Exercise prompt
Set down the entries again word for word, without any of the images.
● ● ● ●
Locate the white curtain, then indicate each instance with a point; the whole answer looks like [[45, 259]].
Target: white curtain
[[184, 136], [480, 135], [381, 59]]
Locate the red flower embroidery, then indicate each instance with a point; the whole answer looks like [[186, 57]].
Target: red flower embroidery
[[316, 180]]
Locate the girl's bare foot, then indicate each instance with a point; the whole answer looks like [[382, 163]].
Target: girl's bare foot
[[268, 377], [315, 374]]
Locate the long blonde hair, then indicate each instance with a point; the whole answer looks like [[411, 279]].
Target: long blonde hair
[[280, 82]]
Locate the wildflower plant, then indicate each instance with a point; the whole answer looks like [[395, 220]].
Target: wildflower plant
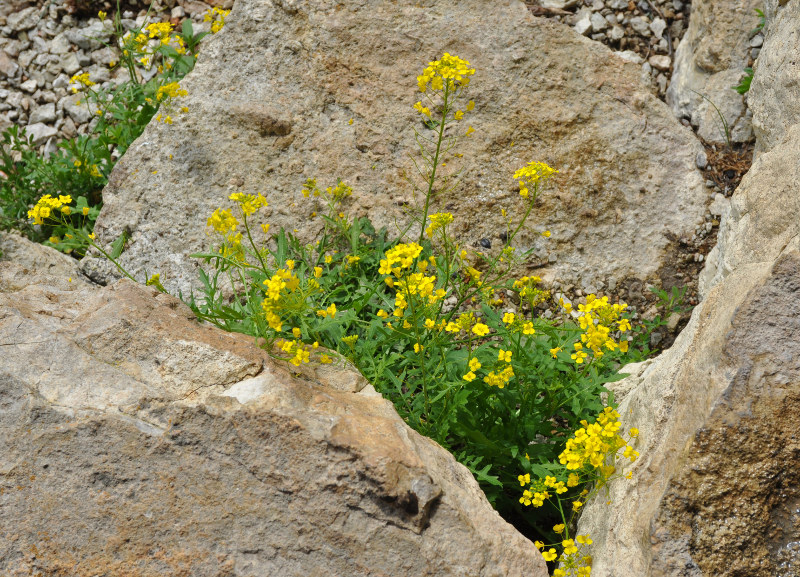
[[429, 322], [426, 320], [155, 57]]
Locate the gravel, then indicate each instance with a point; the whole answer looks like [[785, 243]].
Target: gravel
[[41, 47], [649, 28]]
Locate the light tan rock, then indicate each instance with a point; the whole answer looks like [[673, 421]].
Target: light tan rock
[[270, 104], [710, 59], [134, 441], [33, 256], [775, 92], [764, 216], [714, 492]]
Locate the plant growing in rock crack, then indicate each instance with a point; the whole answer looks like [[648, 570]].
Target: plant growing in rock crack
[[80, 167], [500, 389], [747, 78], [426, 320]]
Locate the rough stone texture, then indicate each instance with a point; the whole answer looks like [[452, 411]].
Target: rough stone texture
[[775, 90], [33, 256], [270, 100], [710, 59], [715, 491], [134, 441], [764, 215]]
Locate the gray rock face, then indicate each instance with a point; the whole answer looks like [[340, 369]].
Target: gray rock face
[[714, 492], [271, 99], [142, 443], [774, 91], [40, 132], [710, 59]]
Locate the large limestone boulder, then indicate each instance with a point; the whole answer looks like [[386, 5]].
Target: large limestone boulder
[[715, 491], [709, 60], [134, 441], [775, 98], [271, 100]]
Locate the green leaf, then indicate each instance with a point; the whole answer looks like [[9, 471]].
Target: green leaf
[[119, 245]]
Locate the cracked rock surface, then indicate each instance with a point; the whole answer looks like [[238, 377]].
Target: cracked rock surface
[[135, 441]]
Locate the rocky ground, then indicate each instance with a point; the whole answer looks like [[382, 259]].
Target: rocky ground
[[43, 44]]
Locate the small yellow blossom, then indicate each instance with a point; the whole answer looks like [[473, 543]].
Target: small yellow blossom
[[550, 554], [480, 329]]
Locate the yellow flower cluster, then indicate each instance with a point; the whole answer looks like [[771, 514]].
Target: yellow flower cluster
[[438, 221], [298, 352], [47, 205], [517, 323], [249, 203], [336, 193], [450, 71], [399, 258], [217, 18], [573, 561], [539, 490], [593, 443], [160, 30], [598, 318], [530, 176], [171, 90], [500, 378], [282, 283]]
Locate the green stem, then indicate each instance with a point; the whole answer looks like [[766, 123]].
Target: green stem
[[435, 163]]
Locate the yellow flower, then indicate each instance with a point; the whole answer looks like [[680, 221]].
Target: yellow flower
[[569, 547], [480, 329], [222, 221], [422, 109], [450, 70], [171, 90]]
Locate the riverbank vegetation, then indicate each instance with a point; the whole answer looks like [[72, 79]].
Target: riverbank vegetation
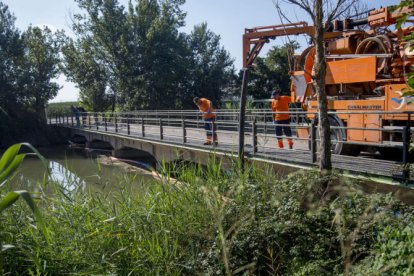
[[212, 222]]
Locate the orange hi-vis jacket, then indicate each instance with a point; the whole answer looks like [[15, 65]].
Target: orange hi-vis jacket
[[206, 108], [281, 105]]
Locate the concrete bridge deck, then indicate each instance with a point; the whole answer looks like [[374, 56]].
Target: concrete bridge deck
[[173, 138]]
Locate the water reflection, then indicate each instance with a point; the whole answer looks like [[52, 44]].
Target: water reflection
[[70, 171], [65, 178]]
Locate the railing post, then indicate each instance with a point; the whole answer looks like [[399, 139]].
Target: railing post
[[254, 134], [161, 130], [313, 142], [142, 127], [184, 131], [128, 127], [406, 149]]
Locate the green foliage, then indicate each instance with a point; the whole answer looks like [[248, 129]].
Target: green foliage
[[29, 64], [271, 72], [137, 58], [210, 221], [395, 250], [40, 67], [58, 109], [9, 164], [212, 68]]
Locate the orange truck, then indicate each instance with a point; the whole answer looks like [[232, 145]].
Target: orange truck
[[365, 79]]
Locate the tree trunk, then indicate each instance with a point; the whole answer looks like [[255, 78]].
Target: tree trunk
[[40, 110], [325, 163]]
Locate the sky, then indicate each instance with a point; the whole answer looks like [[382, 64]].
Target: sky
[[227, 18]]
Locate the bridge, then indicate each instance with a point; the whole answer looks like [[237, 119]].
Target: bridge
[[179, 135]]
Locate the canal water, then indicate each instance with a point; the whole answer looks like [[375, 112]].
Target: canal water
[[73, 170]]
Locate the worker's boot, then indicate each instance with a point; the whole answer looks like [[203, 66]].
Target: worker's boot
[[208, 141], [290, 143], [280, 144]]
● ● ● ●
Solution to the problem
Locate the white curtain, then indicate each instance with a point; the whole answer looks like [[45, 259]].
Target: white curtain
[[184, 136], [480, 135], [381, 59]]
Locate the red flower embroidery, then indicate each instance with a point; the whole answer looks like [[186, 57]].
Target: red flower embroidery
[[316, 180]]
Locate the girl's bare foot, then indicate each instance with a point; the whole answer looks like [[382, 163]].
Target: girl's bare foot
[[268, 377], [315, 374]]
Locate the long blonde hair, then indicate each instance with a point; the whole answer looks like [[411, 279]].
Target: long blonde hair
[[280, 82]]
Locate the wildflower plant, then indicate each instance with a point; the whole answer looks like [[395, 220]].
Target: wildflower plant
[[429, 322], [426, 320], [155, 57]]
Locate the gravel, then indicate each instance with a point; the whole answer looks like [[785, 243]].
Target: gravel
[[41, 47], [649, 28]]
Locate the light tan rock, then indicate each instance with a point; the whole answer looks like [[673, 421]].
Target: light tan rock
[[270, 104], [710, 59], [134, 441], [33, 256], [775, 92], [764, 216], [714, 492]]
Locate the plant growing in rock crack, then indicate each instance with a point; the whole answer looks like [[648, 570]].
Target: plant growing in rock crack
[[80, 167], [500, 389], [747, 78], [426, 320]]
Locate the rough stone texture, then indicate each instance with a point; the whole answer looks like [[452, 411]].
Target: rough stone texture
[[775, 90], [33, 256], [270, 100], [710, 59], [715, 491], [134, 441], [764, 215]]
Locate the gray rock face, then indicate each instance with a point; the whole answer looks like [[340, 369]].
Target: gray rock face
[[714, 492], [271, 99], [142, 443], [774, 91], [40, 132], [710, 59]]
Locate the large limestone boulder, then indicate each instance with a point; the whole answer looks like [[386, 5]].
Target: large limestone boulder
[[715, 491], [709, 60], [134, 441], [775, 98], [271, 100]]
Locate the green leaf, then indicate each instance with a point; the whole answer looks like [[9, 471]].
Target: green leaf
[[119, 245]]
Locate the cracked rock surface, then indicate each instance with a point; the whole answer looks like [[238, 377]].
Target: cracked rock surface
[[135, 441]]
Locate the rocky ground, then indicate each instance with a point; the whole answer looks like [[382, 259]].
Target: rocky ground
[[43, 44]]
Locate the small yellow blossom, then indicate each instance with a point; the whole answer looks like [[473, 543]].
Target: small yellow blossom
[[550, 554], [480, 329]]
Locate the yellow flower cluster, then indicate each instance with a point; the whole answer looks like [[771, 514]].
Target: yellow flower cluster
[[438, 221], [298, 352], [47, 205], [517, 323], [249, 203], [336, 193], [450, 71], [399, 258], [217, 18], [573, 561], [539, 490], [593, 443], [160, 30], [598, 318], [530, 176], [171, 90], [500, 378], [282, 283]]
Locate the green stem, then indicate each instance with a point; the whole answer looks like [[766, 123]].
Target: green stem
[[435, 163]]
Locate the yellow flower, then indicate each instance with a point; the whole answer looks like [[680, 221]].
Target: yellow flower
[[569, 547], [480, 329], [222, 221], [422, 109], [450, 70], [171, 90]]
Locate the riverbank vegetation, then indicate each instance with a point; the whole answer looks like [[72, 79]].
Target: riverbank vegetation
[[212, 222]]
Locate the orange hi-vis jacket, then indicate each instance with a point; the whole answer looks like [[15, 65]].
Target: orange hi-vis jacket
[[206, 108], [281, 105]]
Locate the concrete bridge deck, then indicate each instance with a point; the whole answer looks like [[374, 56]].
Target: concrete bridge deck
[[173, 138]]
Locate the water reflection, then indicate each instance with a point; the whole answer looks like [[52, 44]].
Target: water reflection
[[70, 171], [65, 178]]
Locate the railing post, then indicate each instance with a point; the whole answer looks like [[399, 139]].
Target: railing post
[[254, 134], [161, 130], [313, 142], [142, 127], [184, 131], [128, 127], [406, 149]]
Locate the green foliage, then indicate each instance with a point; the whole answer looks like [[248, 129]].
Target: green foliage
[[29, 64], [271, 72], [137, 58], [210, 221], [395, 250], [40, 67], [58, 109], [9, 164], [212, 68]]
Locate the orange truck, then indicate each instance with a point; the whole answer looks like [[232, 145]].
Target: orange truck
[[365, 79]]
Locate the tree trunk, then indicate each instance with a point; the whole answer looks like [[255, 78]].
Target: tree trunk
[[40, 110], [325, 163]]
Locate the sky, then indicate each instance with a point; the whole answer looks like [[382, 64]].
Target: sky
[[227, 18]]
Locate the bridge, then indicate each instance with a point; the whole answer looks like [[237, 119]].
Target: bridge
[[179, 135]]
Locate the canal water, then indicate each instance with a point; the whole answer looks like [[375, 112]].
Target: canal water
[[73, 170]]
Locate the worker's boot, then indicate each instance with a point; the whole answer looks like [[203, 66]].
Target: worker's boot
[[208, 141], [290, 143], [280, 144]]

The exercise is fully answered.